** start Text section **

CourtU.S. District Court — District of Rhode Island

OPINION TEXT STARTS HERE

John J. Vecchione, Valad and Vecchione, PLLC, Fairfax, VA, Kevin J. Holley, Kevin N. Rolando, Gunning & Lafazia, Inc., Warwick, RI, for Plaintiffs.

Lawrence G. Cetrulo, Andrew R. McConville, Boston, MA, Ranjit S. Dhindsa, Rebecca J. Fiebig, Robert Eric Johnston, Washington, DC, for Defendant.

MEMORANDUM AND ORDER

MARY M. LISI, Chief Judge.

This matter is before the Court on Plaintiffs' objection and Defendant's partial objection to a Report and Recommendation issued by United States Magistrate Judge Lincoln D. Almond. Magistrate Judge Almond recommended that Defendant's motion for summary judgment be granted. For the reasons set forth below, this Court adopts the recommendation of the Magistrate Judge.

I. Standard of Review

Upon the filing of specific written objections, the Court must conduct a plenary review of a Report and Recommendation addressing dispositive pretrial matters. SeeFed.R.Civ.P. 72(b). The Court must “determine de novo any part of the [M]agistrate [J]udge's disposition that has been properly objected to.” Id. at (3). The Court may “accept, reject, or modify the recommended disposition, receive further evidence; or return the matter to the [M]agistrate [J]udge with instructions.” Id.

** end Text section **
** start Supplied entries **

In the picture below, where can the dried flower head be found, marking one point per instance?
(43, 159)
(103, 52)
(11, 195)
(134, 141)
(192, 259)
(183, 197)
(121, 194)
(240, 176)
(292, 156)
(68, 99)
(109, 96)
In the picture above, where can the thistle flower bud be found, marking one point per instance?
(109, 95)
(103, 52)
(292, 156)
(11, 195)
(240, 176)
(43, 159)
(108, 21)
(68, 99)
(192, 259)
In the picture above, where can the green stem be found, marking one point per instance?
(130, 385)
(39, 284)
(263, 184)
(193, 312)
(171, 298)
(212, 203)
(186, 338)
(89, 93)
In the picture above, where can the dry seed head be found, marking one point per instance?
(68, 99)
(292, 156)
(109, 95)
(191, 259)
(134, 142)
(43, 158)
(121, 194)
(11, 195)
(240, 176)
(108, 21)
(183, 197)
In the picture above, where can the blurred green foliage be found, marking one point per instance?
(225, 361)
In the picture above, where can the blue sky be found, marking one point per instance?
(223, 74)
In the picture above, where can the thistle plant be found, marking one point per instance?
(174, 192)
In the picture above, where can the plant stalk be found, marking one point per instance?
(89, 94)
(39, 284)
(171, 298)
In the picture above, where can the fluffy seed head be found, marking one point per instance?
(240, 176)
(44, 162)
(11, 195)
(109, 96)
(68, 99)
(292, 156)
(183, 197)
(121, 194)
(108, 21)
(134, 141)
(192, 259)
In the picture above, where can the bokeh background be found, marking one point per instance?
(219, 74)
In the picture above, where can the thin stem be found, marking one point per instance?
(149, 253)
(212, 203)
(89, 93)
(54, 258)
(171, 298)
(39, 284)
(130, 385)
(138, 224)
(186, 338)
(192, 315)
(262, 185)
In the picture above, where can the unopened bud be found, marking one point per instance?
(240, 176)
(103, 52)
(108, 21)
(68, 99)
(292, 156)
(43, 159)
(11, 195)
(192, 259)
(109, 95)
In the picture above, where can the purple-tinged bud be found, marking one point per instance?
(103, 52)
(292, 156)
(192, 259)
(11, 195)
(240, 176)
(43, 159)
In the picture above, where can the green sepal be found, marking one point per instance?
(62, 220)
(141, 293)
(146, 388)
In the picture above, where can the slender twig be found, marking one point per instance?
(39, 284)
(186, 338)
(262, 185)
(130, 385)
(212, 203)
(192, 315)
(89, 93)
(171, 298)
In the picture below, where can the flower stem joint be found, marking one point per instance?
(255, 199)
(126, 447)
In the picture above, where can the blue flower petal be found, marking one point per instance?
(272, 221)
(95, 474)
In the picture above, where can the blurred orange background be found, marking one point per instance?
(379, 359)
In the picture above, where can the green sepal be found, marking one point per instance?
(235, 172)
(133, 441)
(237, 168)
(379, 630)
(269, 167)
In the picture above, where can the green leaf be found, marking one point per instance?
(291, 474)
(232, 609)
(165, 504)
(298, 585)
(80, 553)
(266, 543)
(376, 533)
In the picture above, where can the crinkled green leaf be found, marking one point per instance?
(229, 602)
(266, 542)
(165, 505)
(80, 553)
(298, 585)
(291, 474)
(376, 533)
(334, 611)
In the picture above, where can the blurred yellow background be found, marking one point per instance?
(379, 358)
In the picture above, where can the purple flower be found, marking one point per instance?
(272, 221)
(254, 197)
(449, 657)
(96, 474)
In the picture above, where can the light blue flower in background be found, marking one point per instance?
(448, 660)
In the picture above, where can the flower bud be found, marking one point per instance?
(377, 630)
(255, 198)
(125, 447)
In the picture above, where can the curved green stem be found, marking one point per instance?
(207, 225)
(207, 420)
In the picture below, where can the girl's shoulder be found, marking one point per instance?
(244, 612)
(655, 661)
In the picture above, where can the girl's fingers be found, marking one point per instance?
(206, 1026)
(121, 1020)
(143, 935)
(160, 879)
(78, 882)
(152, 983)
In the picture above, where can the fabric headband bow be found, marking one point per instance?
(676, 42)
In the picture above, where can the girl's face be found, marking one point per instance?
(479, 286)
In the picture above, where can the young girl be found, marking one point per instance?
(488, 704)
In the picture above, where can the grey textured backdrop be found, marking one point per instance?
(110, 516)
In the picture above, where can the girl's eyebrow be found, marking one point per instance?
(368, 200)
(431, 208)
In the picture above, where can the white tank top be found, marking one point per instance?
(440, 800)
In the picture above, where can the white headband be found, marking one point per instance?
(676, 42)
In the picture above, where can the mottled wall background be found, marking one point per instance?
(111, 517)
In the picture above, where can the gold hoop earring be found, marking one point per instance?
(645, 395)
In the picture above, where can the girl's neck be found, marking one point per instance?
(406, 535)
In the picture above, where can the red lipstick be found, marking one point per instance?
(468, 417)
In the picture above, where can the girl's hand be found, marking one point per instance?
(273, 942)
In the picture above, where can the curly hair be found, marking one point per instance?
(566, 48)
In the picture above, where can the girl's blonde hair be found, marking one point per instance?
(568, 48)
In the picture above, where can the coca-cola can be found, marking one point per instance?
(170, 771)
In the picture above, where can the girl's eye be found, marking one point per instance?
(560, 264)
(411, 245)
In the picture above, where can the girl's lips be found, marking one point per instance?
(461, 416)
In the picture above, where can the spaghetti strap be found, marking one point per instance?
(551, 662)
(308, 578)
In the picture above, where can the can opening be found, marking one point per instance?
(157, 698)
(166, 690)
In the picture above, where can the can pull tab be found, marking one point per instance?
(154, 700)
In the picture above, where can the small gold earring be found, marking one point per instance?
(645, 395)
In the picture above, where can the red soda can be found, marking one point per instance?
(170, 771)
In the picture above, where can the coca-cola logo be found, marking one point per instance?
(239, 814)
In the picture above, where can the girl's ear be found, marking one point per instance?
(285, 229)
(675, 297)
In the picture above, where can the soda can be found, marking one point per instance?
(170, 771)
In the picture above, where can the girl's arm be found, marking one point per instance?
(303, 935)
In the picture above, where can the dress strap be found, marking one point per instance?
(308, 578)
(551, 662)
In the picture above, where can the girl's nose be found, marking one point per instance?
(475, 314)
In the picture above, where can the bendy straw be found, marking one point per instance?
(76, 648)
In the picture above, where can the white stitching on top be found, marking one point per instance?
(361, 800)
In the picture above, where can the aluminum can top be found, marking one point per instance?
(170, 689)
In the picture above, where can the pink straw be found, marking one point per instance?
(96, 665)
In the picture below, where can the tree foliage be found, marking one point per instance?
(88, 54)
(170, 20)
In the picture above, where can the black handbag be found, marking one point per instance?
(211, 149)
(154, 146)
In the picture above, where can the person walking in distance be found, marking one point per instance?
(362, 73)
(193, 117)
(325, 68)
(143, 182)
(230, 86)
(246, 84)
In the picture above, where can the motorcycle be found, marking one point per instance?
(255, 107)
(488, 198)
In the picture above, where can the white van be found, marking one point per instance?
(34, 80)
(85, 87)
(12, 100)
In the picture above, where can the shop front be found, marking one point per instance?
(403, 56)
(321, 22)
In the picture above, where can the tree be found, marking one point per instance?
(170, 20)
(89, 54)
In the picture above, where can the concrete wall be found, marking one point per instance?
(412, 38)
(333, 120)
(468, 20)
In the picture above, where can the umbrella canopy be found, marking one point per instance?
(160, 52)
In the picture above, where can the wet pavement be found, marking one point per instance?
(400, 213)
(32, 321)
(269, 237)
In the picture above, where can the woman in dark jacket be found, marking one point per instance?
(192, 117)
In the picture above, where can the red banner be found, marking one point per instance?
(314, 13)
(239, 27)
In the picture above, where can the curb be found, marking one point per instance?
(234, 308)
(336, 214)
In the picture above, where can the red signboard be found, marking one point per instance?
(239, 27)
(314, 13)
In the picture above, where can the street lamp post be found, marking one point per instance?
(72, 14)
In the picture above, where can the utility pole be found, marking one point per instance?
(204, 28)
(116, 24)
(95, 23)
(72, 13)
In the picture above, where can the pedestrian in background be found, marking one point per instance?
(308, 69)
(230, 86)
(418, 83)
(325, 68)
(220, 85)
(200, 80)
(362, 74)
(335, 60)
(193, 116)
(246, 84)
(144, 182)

** end Supplied entries **

**Directive A**
Restate word for word the stretch of the court memorandum from "Lawrence G. Cetrulo, Andrew" through "LISI, Chief Judge.".
**Directive B**
According to the court memorandum, what did Magistrate Judge Almond recommend?
The data are material separate from the court memorandum.

**Written solution A**
Lawrence G. Cetrulo, Andrew R. McConville, Boston, MA, Ranjit S. Dhindsa, Rebecca J. Fiebig, Robert Eric Johnston, Washington, DC, for Defendant.

MEMORANDUM AND ORDER

MARY M. LISI, Chief Judge.

**Written solution B**
He recommended that Defendant's motion for summary judgment be granted.